## EXTRAIT CITÉ
********

Le CIQI exprime sa profonde sympathie à la famille de Senthil. Il était un mari et un père aimant, farouchement fier de ses enfants et convaincu qu’ils auraient une vie meilleure avec la fin de l’oppression de classe.

Senthil était né le 12 octobre 1969 à Jaffna au Sri Lanka. Il faisait partie de cette génération qui a payé le prix fort pour la trahison du Parti Lanka Sama Samaja (LSSP) qui a mené la politique liquidationniste du révisionnisme pabliste à sa conclusion logique en rejoignant le gouvernement capitaliste du Parti sri lankais de la liberté (Sri Lanka Freedom Party) de Madame Bandaranaike en 1964.

Le LSSP avait une immense autorité politique du fait de sa lutte antérieure pour construire la Quatrième Internationale au Sri Lanka et en Inde, et avait été le seul à défendre l’unité des masses cingalaises et tamoules. C’est pour cela que les masses tamoules considéraient la classe ouvrière et son parti révolutionnaire comme l’instrument de leur propre libération de l’oppression nationale. Mais au lieu de cela, le LSSP a non seulement préservé l’Etat au Sri Lanka, mais a aussi avalisé une constitution institutionnalisant le racisme anti-tamoul.

Cette trahison fut dénoncée par les révolutionnaires qui formèrent la section sri lankaise du Comité international de la Quatrième Internationale (CIQI) et précurseur de l’actuel Parti de l’égalité socialiste, la Revolutionary Communist League (RCL). Malgré cela le LSSP a continué à exercer un impact sur le développement de la classe ouvrière, minant la confiance en une perspective socialiste et facilitant le développement d’organisations nationalistes petites bourgeoises parmi les masses à la fois tamoules et cingalaises.

********

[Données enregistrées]
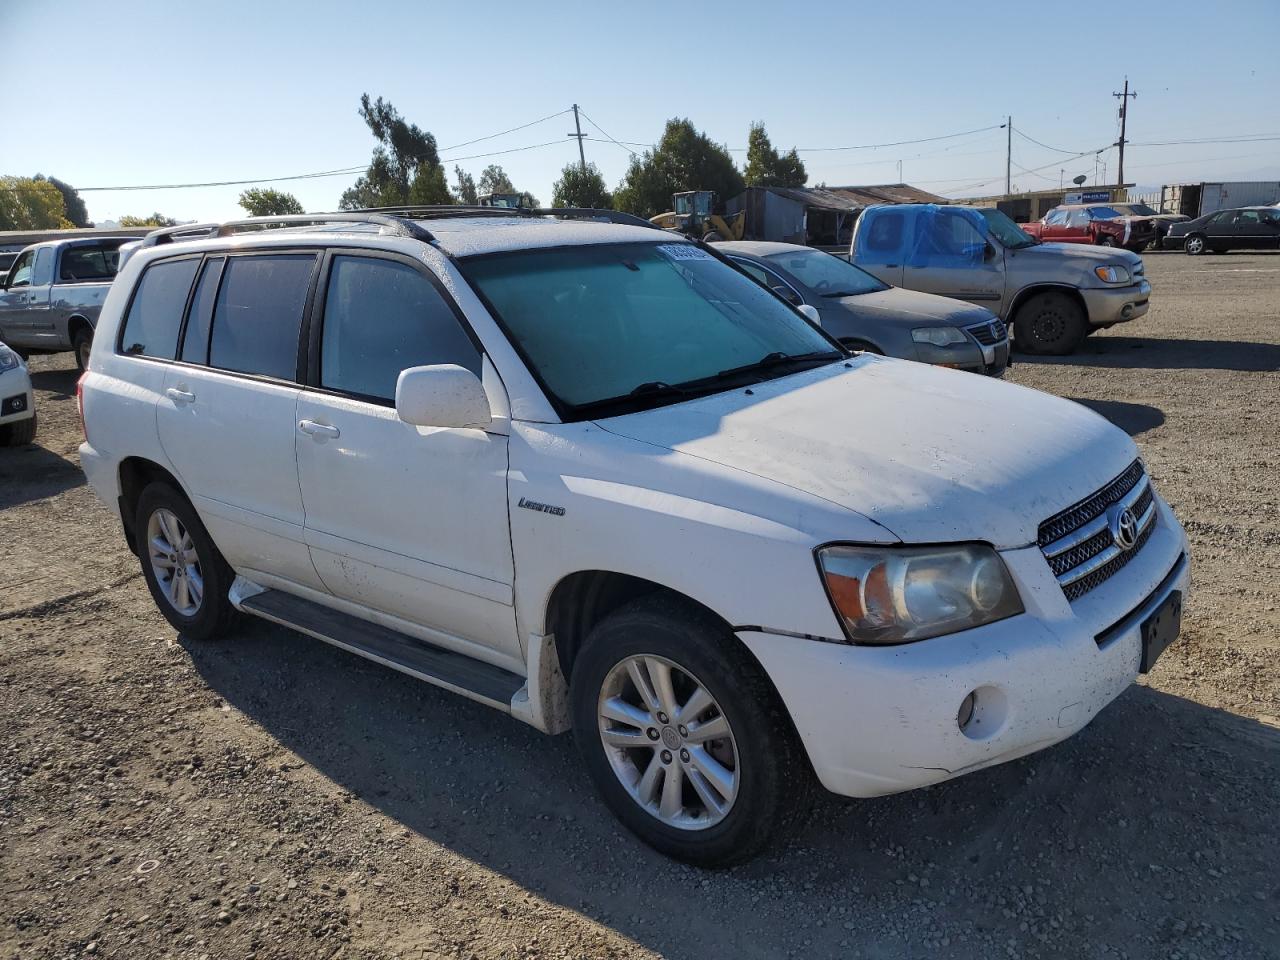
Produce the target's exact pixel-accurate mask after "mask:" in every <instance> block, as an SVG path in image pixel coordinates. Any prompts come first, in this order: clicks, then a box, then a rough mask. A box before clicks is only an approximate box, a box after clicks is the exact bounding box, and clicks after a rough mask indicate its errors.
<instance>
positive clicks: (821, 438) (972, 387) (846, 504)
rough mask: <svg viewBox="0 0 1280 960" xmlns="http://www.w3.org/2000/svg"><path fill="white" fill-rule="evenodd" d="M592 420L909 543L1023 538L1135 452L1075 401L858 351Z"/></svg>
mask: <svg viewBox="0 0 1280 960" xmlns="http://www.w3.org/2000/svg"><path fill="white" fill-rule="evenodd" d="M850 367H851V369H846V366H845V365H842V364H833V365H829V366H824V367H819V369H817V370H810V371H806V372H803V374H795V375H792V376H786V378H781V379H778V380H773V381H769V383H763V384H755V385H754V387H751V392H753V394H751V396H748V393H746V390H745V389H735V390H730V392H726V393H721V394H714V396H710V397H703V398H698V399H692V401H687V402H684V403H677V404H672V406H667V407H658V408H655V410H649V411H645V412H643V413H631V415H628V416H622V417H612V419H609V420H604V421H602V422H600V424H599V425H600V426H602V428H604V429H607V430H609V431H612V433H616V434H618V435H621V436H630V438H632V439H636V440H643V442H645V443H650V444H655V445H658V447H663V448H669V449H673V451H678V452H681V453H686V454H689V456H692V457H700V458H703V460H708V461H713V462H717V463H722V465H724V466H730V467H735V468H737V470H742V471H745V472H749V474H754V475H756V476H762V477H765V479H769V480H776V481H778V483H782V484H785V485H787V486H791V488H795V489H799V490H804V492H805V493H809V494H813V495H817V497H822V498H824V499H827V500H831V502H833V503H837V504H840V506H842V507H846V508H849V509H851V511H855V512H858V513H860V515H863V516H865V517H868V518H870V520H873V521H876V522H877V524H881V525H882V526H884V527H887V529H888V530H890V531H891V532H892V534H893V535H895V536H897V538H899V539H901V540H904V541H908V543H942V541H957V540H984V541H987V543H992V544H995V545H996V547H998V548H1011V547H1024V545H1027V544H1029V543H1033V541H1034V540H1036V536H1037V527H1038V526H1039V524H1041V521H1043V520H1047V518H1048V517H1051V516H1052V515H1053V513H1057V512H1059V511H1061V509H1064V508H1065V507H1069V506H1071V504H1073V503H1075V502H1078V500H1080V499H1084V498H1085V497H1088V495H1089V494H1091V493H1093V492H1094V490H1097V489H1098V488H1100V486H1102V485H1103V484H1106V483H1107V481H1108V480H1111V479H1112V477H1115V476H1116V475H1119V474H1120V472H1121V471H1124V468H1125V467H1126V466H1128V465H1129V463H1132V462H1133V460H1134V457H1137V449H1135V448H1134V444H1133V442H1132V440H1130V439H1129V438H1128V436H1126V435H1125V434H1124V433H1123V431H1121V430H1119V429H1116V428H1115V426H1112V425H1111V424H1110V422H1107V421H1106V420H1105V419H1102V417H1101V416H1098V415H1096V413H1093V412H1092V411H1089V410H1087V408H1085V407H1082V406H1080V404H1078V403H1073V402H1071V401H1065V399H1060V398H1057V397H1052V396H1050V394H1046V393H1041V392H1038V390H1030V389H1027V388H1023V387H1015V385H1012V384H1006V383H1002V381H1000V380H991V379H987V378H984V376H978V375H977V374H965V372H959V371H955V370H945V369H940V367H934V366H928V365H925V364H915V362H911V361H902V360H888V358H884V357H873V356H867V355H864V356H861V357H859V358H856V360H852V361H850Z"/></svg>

********

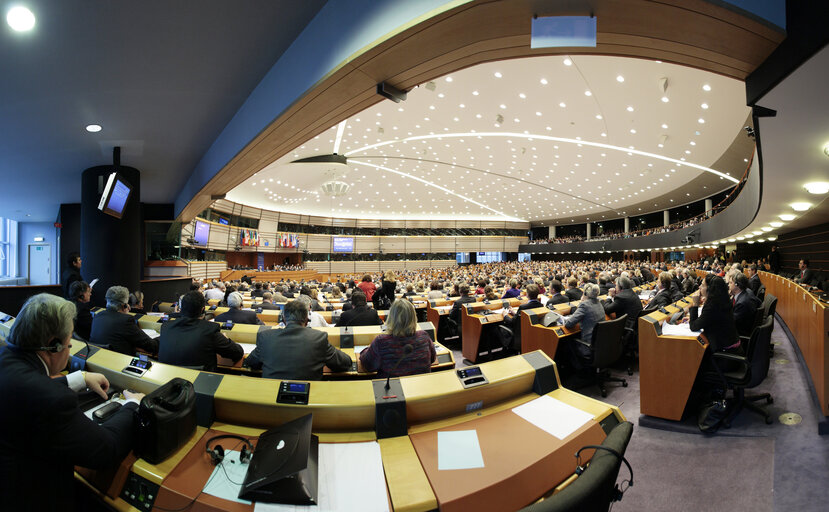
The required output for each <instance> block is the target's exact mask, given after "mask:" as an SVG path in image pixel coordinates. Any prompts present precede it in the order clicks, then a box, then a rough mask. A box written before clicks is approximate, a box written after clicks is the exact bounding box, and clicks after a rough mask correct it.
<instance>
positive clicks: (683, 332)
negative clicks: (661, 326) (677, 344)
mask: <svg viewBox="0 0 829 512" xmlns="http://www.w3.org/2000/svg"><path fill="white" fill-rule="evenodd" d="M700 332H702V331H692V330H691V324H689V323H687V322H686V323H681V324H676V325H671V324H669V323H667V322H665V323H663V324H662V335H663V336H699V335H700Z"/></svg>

********

## TÂCHE À FAIRE A
Convertis en tableau Markdown à deux colonnes, « Numéro » pour le rang et « Contenu » pour la ligne, uniquement les lignes de la liste qui vont de la ligne contenant « Produce the target's » jusqu'à la ligne contenant « rough mask: <svg » incluse. Laisse de côté les lignes vides.
## TÂCHE À FAIRE B
Poursuis le texte sur Senthil et la trahison du LSSP à partir de sa dernière phrase.

## RÉPONSE ÉCRITE A
| Numéro | Contenu |
|---|---|
| 1 | Produce the target's exact pixel-accurate mask after "mask:" in every <instance> block, as an SVG path in image pixel coordinates. Any prompts come first, in this order: clicks, then a box, then a rough mask. A box before clicks is only an approximate box, a box after clicks is the exact bounding box, and clicks after a rough mask indicate its errors. |
| 2 | <instance> |
| 3 | positive clicks: (821, 438) (972, 387) (846, 504) |
| 4 | rough mask: <svg viewBox="0 0 1280 960" xmlns="http://www.w3.org/2000/svg"><path fill="white" fill-rule="evenodd" d="M592 420L909 543L1023 538L1135 452L1075 401L858 351Z"/></svg> |

## RÉPONSE ÉCRITE B
On ne peut comprendre le développement politique de Senthil que dans ce contexte. Ses parents étaient enseignants dans la région des plantations où travaillent la plupart des Tamouls. C’est là qu’il avait fait l’expérience directe du niveau d’exploitation et de racisme abominable auquel ils étaient confrontés.

Juste après les pogroms anti-tamouls sanglants, à l’âge de 15 ans, Senthil avait rejoint l’Organisation révolutionnaire des étudiants d’Eelam (EROS). Contrairement à d’autres organisations nationalistes, ce groupe prétendait avancer une perspective socialiste et représenter les travailleurs. Il citait en particulier les travailleurs des plantations comme facteur central de la lutte pour la création d’une nation tamoule distincte, Tamil Eelam.

En 1987, trois ans seulement après qu’il soit entré dans le militantisme politique, l’accord indo-sri lankais fut signé. C’était une tentative de la part des deux gouvernements de mettre fin à la révolte nationaliste sévissant dans le nord et l’est du Sri Lanka et qui menaçait les intérêts de la bourgeoisie indienne du Tamil Nadu.

Le principal groupe nationaliste, les Tigres de libération de l’Eelam tamoul (LTTE) approuvèrent cet Accord, citant ses promesses d’autonomie limitée comme un pas vers l’autodétermination. Cependant, il y avait une opposition importante à l’envoi de l’armée indienne dans le nord et l’est du pays. Un conflit sanglant s’ensuivit, où le peuple tamoul se trouva coincé entre l’armée indienne d’un côté et de l’autre la guerre qui éclata entre les organisations nationalistes tamoules.

Suite au retrait de l’armée indienne début 1991, des milliers de jeunes quittèrent le Sri Lanka à la recherche d’un asile politique au Canada ou dans les pays européens. Senthil était de ceux-là. Il arriva à Paris en août 1991. Déçu par EROS, il prit part à des discussions avec d’autres exilés sur la formation d’une nouvelle organisation politique. C’est durant cette période qu’il entra pour la première fois en contact avec des sympathisants du Comité international de la Quatrième Internationale.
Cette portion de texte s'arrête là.